Directions: All entries are to be given again verbatim.

Recorded data:
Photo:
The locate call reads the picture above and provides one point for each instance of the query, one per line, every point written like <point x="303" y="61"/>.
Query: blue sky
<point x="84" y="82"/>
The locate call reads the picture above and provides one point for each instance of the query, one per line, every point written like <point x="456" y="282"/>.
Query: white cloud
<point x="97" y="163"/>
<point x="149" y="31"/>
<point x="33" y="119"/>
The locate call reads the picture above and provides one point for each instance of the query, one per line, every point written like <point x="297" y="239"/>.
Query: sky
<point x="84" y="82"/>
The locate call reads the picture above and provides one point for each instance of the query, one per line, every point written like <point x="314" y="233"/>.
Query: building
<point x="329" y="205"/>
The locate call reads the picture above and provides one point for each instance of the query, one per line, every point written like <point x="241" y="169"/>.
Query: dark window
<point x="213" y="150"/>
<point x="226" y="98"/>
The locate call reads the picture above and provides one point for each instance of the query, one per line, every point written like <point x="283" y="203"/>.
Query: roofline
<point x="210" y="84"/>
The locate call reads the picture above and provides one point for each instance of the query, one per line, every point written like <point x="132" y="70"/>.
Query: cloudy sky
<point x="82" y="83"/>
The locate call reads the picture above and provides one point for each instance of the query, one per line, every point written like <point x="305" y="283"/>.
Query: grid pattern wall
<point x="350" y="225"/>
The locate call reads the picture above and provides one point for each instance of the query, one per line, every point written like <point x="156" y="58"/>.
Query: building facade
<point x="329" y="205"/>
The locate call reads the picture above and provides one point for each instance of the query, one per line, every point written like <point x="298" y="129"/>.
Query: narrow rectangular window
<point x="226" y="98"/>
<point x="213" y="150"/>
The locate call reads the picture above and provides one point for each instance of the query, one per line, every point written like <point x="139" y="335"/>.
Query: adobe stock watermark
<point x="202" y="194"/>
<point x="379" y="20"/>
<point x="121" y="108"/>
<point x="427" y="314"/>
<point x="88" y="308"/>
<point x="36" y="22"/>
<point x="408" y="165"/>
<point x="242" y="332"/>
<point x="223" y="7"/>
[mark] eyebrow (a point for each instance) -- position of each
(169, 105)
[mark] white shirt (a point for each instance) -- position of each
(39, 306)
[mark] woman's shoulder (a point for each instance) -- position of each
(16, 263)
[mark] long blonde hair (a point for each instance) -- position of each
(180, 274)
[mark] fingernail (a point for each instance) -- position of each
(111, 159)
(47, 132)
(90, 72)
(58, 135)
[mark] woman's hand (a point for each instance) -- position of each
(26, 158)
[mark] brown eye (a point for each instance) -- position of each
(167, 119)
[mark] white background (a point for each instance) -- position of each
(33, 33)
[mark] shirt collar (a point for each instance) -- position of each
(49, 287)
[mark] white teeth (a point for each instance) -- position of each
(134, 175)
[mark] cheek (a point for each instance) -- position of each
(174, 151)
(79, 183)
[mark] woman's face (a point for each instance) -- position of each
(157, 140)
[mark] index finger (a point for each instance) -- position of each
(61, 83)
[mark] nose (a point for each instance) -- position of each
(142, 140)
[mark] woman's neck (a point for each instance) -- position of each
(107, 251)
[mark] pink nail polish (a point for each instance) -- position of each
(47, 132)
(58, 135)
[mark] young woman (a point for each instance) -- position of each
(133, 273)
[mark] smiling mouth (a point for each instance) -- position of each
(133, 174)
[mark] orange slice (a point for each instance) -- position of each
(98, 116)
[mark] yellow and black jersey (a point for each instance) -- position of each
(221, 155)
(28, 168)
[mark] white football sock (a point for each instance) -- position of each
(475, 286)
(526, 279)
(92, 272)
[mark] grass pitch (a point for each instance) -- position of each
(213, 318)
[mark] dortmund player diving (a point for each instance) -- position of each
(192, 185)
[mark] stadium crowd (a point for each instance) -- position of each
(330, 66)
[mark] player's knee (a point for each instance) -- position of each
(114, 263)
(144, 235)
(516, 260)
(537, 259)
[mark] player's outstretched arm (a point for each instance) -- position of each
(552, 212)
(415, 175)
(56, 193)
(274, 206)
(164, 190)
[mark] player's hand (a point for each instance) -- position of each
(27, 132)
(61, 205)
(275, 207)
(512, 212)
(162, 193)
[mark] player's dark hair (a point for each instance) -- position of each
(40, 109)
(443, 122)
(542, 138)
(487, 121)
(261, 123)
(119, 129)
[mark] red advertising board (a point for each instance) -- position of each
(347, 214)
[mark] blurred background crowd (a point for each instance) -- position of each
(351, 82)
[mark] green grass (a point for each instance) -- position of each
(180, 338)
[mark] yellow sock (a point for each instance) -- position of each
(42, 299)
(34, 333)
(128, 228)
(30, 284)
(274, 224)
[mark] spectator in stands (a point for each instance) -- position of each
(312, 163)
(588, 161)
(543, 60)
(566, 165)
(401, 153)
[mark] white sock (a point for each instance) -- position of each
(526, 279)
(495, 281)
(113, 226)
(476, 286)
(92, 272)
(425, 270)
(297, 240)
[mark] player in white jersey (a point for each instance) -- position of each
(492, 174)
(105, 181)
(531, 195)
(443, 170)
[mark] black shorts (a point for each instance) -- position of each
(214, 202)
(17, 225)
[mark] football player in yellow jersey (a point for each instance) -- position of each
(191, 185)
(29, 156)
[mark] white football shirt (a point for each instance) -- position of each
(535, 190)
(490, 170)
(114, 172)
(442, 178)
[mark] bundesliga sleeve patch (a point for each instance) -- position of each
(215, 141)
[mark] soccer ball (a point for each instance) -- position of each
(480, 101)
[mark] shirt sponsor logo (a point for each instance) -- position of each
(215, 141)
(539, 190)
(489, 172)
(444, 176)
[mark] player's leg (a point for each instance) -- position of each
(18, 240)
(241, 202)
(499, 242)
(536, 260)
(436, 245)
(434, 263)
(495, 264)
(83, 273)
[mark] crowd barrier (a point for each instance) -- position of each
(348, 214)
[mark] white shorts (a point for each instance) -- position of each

Task solution:
Photo:
The locate call reads the picture above and provides one point for each instance of the query, one per line, every point written like <point x="303" y="61"/>.
Query: blue sky
<point x="84" y="82"/>
The locate call reads the picture above and provides one point for each instance of the query, one per line, every point written like <point x="456" y="282"/>.
Query: white cloud
<point x="97" y="163"/>
<point x="149" y="31"/>
<point x="33" y="119"/>
The locate call reads the picture above and provides one point for each instance of the query, one per line, every point written like <point x="297" y="239"/>.
Query: sky
<point x="84" y="82"/>
The locate call reads the picture above and provides one point for each instance of the query, one per line, every point written like <point x="314" y="233"/>.
Query: building
<point x="329" y="205"/>
The locate call reads the picture above and provides one point for each instance of the query, one per line, every point written like <point x="241" y="169"/>.
Query: dark window
<point x="213" y="150"/>
<point x="226" y="98"/>
The locate call reads the picture above and provides one point for each instance of the query, one per line, every point written like <point x="283" y="203"/>.
Query: roofline
<point x="210" y="84"/>
The locate call reads the picture above and provides one point for each instance of the query, one per line, every point written like <point x="132" y="70"/>.
Query: cloudy sky
<point x="82" y="83"/>
The locate call reads the picture above and provides one point for each instance of the query, one per line, every point written like <point x="305" y="283"/>.
Query: grid pattern wall
<point x="350" y="225"/>
The locate call reads the picture above and provides one point for each instance of the query, one per line, every point written like <point x="156" y="58"/>.
Query: building facade
<point x="329" y="205"/>
The locate call reads the picture above and provides one point for each instance of the query, one per line, every point written like <point x="298" y="129"/>.
Query: narrow rectangular window
<point x="226" y="98"/>
<point x="213" y="150"/>
The locate call reads the picture above and provides one point for each instance of the query, one per line, every point written like <point x="139" y="335"/>.
Query: adobe stock watermark
<point x="202" y="194"/>
<point x="379" y="20"/>
<point x="121" y="108"/>
<point x="427" y="314"/>
<point x="88" y="308"/>
<point x="36" y="22"/>
<point x="408" y="165"/>
<point x="242" y="332"/>
<point x="223" y="7"/>
[mark] eyebrow (a point for each instance) -- position of each
(169, 105)
[mark] white shirt (a point for each instance) -- position of each
(39, 306)
[mark] woman's shoulder (a point for each instance) -- position of each
(16, 263)
[mark] long blonde hair (a point for each instance) -- position of each
(180, 274)
[mark] fingernail (a point for each instance) -- position of each
(111, 159)
(47, 132)
(90, 72)
(58, 135)
[mark] woman's hand (a point for each instance) -- position of each
(26, 158)
[mark] brown eye (a point for each instance) -- position of each
(167, 119)
[mark] white background (a point for each instance) -- position of each
(33, 33)
[mark] shirt collar (a point for each instance) -- position of each
(49, 287)
[mark] white teeth (a point for each instance) -- position of each
(134, 175)
[mark] cheek (a point for each instance) -- position of each
(174, 151)
(79, 183)
[mark] woman's face (a point for each instance) -- position of each
(157, 140)
[mark] index finger (a point for each instance) -- position of each
(61, 83)
[mark] nose (a point for each instance) -- position of each
(142, 140)
[mark] woman's neck (a point for each instance) -- position of each
(107, 251)
[mark] pink nail polish (a point for each instance) -- position of each
(47, 132)
(58, 135)
[mark] young woman (a point for each instance) -- position of each
(133, 273)
[mark] smiling mouth (a point for each instance) -- position of each
(133, 174)
[mark] orange slice (a point for each instance) -- position of each
(98, 116)
[mark] yellow and black jersey (a point for each instance) -- position of each
(221, 155)
(28, 168)
[mark] white football sock (a point for each instance) -- position of each
(475, 286)
(526, 279)
(92, 272)
[mark] grass pitch (a point for each instance) -- position of each
(213, 318)
[mark] dortmund player diving (a point for each instance) -- position of each
(192, 185)
[mark] stadium crowd (a point for each instance) -- position of each
(330, 66)
[mark] player's knee (a point for each instance) -- position of each
(114, 263)
(144, 235)
(516, 260)
(537, 259)
[mark] player's outstretched arm (a point for each instance) -- position of each
(552, 212)
(415, 175)
(56, 193)
(274, 206)
(164, 190)
[mark] player's hand (a point for each instance) -- position of each
(27, 132)
(61, 205)
(275, 207)
(512, 212)
(162, 193)
[mark] player's dark hair (a point for each instance) -- position of each
(40, 109)
(443, 122)
(542, 138)
(487, 121)
(261, 123)
(119, 129)
[mark] red advertising board (a point for each instance) -- position of each
(347, 214)
[mark] blurred background crowd (a point for each instance) -- position of each
(351, 82)
[mark] green grass (a point for each instance) -- position of each
(180, 338)
[mark] yellow sock (a point for each instance) -- position of each
(42, 299)
(34, 333)
(128, 228)
(30, 284)
(274, 224)
[mark] spectator in stands (a point for each instance) -- position of each
(312, 163)
(588, 161)
(543, 60)
(566, 165)
(401, 153)
[mark] white sock (a point for each instance) -- position of each
(526, 279)
(495, 281)
(113, 226)
(476, 286)
(92, 272)
(425, 270)
(297, 240)
[mark] player in white jersey (a point for each instance) -- position of each
(492, 174)
(105, 181)
(531, 195)
(443, 170)
[mark] black shorts (a point for each instance) -- position of each
(214, 202)
(17, 225)
[mark] football player in yellow jersey (a point for each instance) -- position of each
(191, 185)
(29, 156)
[mark] white football shirt (a point for each instance) -- position of each
(535, 190)
(490, 170)
(114, 172)
(442, 178)
[mark] bundesliga sleeve patch (a point for each instance) -- position of each
(215, 141)
[mark] soccer ball (a point for each instance) -- position of each
(480, 101)
[mark] shirt sponsor logo (a point for each instance) -- position of each
(215, 141)
(539, 190)
(489, 172)
(444, 176)
[mark] player's leg (a point for each instance) -- position of each
(18, 240)
(241, 202)
(499, 242)
(536, 260)
(436, 245)
(434, 263)
(495, 264)
(83, 273)
[mark] crowd barrier (a point for each instance) -- position of each
(348, 214)
[mark] white shorts (a point for each instance) -- position of each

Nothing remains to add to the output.